- [TASK PROMPT]
Please extract every line of the rows below that contains the word "light", and copy each of those lines in full.

- [INFORMATION SUPPLIED]

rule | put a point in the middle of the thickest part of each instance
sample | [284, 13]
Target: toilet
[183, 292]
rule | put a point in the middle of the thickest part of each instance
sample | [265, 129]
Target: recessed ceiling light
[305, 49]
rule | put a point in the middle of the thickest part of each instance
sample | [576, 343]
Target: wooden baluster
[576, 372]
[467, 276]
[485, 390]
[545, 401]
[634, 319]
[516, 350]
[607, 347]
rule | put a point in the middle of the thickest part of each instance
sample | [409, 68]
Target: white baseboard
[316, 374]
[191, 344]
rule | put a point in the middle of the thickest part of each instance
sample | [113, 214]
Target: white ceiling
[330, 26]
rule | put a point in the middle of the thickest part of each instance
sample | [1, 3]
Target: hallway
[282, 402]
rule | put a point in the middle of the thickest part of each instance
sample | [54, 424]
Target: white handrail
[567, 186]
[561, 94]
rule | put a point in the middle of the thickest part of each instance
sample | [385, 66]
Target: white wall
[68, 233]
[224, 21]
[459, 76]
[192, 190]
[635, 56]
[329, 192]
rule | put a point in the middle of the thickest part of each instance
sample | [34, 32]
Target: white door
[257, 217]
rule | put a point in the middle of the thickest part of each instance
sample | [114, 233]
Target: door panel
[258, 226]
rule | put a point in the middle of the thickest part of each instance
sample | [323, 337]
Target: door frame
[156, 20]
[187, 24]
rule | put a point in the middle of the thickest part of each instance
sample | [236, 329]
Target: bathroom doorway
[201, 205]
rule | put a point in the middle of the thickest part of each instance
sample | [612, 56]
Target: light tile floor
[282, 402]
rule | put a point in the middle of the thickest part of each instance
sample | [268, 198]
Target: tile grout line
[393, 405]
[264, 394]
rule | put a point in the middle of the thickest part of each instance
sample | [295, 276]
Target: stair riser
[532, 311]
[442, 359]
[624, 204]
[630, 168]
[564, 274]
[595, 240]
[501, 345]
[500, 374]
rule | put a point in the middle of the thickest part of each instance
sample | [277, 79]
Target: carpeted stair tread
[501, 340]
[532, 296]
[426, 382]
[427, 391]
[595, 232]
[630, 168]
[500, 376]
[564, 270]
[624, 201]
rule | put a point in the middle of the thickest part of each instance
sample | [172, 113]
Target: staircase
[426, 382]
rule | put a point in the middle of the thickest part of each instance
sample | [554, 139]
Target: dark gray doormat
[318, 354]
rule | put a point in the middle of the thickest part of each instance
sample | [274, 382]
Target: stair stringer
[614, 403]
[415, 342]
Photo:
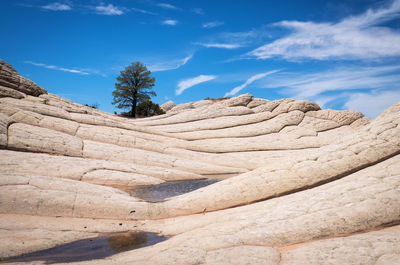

- [EXERCISE RESPONSE]
Target: recessed ceiling light
Target: light tile floor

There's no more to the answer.